>>>

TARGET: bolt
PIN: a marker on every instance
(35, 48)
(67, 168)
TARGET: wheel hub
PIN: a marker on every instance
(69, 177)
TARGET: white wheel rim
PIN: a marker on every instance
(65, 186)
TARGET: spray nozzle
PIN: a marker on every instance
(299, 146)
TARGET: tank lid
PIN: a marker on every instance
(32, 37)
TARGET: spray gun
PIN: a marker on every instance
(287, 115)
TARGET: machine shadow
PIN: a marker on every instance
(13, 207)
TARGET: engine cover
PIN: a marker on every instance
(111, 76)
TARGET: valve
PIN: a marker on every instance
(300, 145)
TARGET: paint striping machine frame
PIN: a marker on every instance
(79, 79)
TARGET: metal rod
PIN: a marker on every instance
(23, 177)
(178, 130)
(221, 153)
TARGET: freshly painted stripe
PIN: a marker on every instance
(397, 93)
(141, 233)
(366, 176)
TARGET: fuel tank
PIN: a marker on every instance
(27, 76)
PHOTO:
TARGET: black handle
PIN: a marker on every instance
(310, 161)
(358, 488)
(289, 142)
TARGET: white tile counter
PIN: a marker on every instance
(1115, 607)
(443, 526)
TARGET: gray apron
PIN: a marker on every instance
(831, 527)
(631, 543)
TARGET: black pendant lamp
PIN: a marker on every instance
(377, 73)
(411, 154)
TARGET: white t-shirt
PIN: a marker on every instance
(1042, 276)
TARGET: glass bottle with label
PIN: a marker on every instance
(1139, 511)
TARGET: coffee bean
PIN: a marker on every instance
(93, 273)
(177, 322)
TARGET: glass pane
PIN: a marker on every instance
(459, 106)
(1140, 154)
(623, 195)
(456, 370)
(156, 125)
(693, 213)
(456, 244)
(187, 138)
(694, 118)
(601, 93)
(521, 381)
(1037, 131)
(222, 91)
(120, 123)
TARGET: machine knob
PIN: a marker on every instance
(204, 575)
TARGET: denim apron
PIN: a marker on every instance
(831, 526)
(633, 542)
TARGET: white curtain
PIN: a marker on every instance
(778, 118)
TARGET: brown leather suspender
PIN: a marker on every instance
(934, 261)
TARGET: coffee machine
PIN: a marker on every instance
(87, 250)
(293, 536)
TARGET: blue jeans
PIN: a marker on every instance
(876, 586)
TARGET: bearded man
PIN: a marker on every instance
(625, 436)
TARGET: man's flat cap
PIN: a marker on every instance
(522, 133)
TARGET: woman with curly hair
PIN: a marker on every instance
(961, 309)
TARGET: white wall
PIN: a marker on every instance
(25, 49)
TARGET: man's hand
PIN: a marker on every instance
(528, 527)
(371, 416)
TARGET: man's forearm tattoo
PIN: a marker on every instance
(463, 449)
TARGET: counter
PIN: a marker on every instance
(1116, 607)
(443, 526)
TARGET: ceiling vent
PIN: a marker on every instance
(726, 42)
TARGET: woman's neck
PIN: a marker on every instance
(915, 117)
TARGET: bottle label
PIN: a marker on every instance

<<<

「TARGET: ceiling vent」を含む行から資料の末尾までの行だけを、両端を含め指示の行も含めてもう一度書き出し、解答の座標の数値をすべて143ずつ増やしてください。

解答 -
TARGET: ceiling vent
PIN: a marker on every instance
(869, 185)
TARGET: woman's neck
PIN: a marker on every instance
(1058, 260)
TARGET: bottle label
PIN: a marker on every instance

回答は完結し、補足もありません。